- **Exercise directions**
Give the number of lines in the data below where the word "shadow" appears, and nothing besides.

======== Data for the task ========

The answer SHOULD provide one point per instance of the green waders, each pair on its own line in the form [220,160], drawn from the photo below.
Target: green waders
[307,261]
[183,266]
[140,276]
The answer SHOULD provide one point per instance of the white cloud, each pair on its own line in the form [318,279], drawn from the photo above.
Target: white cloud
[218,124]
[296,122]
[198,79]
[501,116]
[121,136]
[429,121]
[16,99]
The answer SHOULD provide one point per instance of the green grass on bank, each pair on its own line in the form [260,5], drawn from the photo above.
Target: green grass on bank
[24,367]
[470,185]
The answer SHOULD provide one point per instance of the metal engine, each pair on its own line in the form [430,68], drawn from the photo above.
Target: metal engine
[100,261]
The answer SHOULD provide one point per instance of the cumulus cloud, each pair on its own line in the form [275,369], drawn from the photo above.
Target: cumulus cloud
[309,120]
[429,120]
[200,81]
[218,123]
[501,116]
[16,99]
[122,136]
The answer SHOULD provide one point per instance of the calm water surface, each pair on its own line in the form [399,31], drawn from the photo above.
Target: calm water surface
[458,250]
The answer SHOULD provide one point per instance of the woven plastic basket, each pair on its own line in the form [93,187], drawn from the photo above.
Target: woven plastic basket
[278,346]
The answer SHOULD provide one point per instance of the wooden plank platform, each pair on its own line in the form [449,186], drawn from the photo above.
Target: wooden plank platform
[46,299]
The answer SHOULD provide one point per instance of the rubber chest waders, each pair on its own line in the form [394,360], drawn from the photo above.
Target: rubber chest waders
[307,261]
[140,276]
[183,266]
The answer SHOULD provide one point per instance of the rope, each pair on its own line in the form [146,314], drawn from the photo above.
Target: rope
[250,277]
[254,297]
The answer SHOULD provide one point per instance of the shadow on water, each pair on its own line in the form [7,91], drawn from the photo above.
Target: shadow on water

========

- **Answer section**
2